ESTRATTO >>

◇ ◇ ◇ ◇ ◇ ◇ ◇

Susanne Bier torna con un tetro melodramma famigliare ricco di colpi bassi e povero di contenuti

En chance til - A Second Chance

26.11.2014 - Autore: Marco Triolo
Dopo una parentesi romantica (Love Is All You Need) e una hollywoodiana (Una folle passione), Susanne Bier torna alla sua terra d'origine, la Danimarca, e su temi a lei più consoni con En chance til – A Second Chance, melodramma famigliare con risvolti macabri che racconta di una coppia in crisi dopo la perdita del figlio neonato.

Andreas (Nikolaj Coster-Waldau, il Jaime Lannister de Il trono di spade) è un poliziotto che, non potendo sopportare lo stato di depressione in cui cade la moglie dopo la tragedia, decide di sostituire il bambino con quello di una coppia di tossici che hanno avuto problemi con la giustizia. Ma le cose ovviamente non andranno come Andreas si aspetta, perché è impossibile cancellare un trauma con l'inganno.

◇ ◇ ◇ ◇ ◇ ◇ ◇

SEZIONE DATI >>
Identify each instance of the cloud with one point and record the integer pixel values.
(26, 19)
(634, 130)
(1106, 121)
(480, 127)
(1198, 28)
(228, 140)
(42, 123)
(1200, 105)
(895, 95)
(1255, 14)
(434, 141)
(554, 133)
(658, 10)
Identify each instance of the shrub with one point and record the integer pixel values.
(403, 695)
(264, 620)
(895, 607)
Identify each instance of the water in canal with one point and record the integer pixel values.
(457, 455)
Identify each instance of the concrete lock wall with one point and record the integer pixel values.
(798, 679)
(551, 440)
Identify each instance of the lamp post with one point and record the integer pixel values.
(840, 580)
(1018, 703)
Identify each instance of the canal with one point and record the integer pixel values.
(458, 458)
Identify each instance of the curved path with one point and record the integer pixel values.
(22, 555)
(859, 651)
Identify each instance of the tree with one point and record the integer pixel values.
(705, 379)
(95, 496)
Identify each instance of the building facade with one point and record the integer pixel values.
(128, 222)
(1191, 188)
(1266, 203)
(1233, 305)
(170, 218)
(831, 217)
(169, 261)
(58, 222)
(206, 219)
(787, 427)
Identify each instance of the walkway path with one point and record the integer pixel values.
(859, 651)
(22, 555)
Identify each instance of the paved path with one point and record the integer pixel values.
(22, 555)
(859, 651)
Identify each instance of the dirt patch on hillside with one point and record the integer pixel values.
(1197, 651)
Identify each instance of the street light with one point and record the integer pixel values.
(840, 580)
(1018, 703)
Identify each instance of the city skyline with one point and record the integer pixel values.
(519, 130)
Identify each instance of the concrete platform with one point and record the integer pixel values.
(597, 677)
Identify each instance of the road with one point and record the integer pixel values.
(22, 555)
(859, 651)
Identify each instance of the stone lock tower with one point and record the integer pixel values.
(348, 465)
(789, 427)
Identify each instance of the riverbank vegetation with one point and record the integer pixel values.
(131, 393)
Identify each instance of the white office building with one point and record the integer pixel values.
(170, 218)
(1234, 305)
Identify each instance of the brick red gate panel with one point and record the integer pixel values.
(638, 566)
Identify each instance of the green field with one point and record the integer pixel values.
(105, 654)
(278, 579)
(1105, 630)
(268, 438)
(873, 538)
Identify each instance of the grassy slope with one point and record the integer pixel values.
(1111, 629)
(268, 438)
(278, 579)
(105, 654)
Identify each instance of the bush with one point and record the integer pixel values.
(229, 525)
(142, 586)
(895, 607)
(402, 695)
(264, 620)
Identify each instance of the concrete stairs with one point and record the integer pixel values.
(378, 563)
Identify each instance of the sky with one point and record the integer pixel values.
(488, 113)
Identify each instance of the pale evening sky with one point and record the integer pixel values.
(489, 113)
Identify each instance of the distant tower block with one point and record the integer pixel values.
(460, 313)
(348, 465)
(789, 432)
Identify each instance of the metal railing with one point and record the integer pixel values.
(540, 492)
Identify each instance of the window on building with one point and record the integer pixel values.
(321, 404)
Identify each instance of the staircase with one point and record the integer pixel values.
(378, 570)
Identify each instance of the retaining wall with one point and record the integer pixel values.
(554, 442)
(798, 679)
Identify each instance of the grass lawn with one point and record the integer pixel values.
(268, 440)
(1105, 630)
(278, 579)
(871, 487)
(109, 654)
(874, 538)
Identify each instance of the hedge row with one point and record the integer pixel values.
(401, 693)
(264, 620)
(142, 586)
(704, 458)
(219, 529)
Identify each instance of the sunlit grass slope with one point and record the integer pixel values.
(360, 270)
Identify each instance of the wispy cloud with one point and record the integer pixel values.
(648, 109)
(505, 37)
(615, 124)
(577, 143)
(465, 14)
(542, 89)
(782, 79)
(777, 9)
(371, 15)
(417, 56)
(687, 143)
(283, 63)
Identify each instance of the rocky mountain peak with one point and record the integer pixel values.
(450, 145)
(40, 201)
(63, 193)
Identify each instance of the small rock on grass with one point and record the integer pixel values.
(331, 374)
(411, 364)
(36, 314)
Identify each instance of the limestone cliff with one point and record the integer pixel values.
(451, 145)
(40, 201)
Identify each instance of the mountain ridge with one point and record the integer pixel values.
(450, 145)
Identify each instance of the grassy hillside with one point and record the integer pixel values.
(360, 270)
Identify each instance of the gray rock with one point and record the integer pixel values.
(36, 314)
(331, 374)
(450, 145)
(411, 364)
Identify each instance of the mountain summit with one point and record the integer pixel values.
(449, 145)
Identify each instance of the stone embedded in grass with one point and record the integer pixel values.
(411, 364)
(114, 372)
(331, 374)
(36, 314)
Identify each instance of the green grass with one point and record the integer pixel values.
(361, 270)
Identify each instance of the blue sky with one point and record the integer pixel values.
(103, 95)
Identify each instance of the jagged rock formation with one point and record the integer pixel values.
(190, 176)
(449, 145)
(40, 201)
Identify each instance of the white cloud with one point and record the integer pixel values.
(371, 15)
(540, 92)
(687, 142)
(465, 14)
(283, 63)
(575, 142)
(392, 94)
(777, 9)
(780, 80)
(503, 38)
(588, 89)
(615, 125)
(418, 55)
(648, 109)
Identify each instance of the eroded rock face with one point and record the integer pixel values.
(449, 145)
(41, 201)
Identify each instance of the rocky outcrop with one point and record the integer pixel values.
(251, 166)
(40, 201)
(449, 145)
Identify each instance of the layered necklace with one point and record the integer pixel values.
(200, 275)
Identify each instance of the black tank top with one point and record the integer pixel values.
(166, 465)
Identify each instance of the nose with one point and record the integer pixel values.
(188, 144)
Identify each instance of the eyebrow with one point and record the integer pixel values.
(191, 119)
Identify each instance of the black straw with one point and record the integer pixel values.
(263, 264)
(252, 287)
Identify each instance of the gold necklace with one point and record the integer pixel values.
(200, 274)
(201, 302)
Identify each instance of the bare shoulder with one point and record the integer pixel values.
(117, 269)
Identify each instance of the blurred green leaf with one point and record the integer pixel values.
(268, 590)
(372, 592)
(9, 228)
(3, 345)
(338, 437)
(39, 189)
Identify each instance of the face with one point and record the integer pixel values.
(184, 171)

◇ ◇ ◇ ◇ ◇ ◇ ◇

COMPITI DA SVOLGERE >>
a) Per favore, trasforma in un elenco il paragrafo della recensione che comincia con «Andreas (Nikolaj Coster-Waldau» e mantieni i fatti principali.
b) Prosegui la recensione del film a partire dall'ultima frase riportata.

RISULTATI IN ORDINE >>
a)
- Andreas è un poliziotto. Lo interpreta Nikolaj Coster-Waldau, il Jaime Lannister de Il trono di spade.
- Dopo la tragedia la moglie cade in depressione, e lui non riesce a sopportarlo.
- Decide di sostituire il loro bambino con quello di una coppia di tossici che hanno avuto problemi con la giustizia.
- Le cose non vanno come si aspetta, perché un trauma non si può cancellare con l'inganno.

b)
A Second Chance vorrebbe raccontare l'elaborazione di un lutto, vorrebbe scavare nei rapporti famigliari, vorrebbe realizzare uno spaccato della società danese accostando una famiglia borghese a una ai margini. Vorrebbe insomma parlare di temi importanti. Il guaio è che la Bier sceglie la strada più facile e allo stesso tempo irritante per farlo: i colpi bassi. In una serie di sequenze dure da digerire, la regista ci mostra il corpo senza vita di un neonato, un altro sporco di feci perché mai accudito. E poi alcolizzati, tossici, aspiranti suicidi. Una tragedia dietro l'altra finché la misura si colma del tutto e il bicchiere trabocca.

Una visione talmente cupa e disperata della società che rasenta il comico involontario. Come è abitudine della Bier, il finale è meno pessimistico di quello che ci si aspetta dal resto della storia, perché in fondo uno dei suoi temi ricorrenti è che, per quanto il mondo possa fare schifo, c'è sempre un modo per superare tutto. Eppure è impossibile condonare un'opera così gratuitamente scioccante. Perché un conto è assestare un bel pugno nello stomaco, un altro tentare di attirare l'attenzione per poi non avere nulla di sostanzioso da dire. Un'altra chance la daremo volentieri a Susanne Bier, ma non a questo maldestro drammone con la sensibilità da tabloid.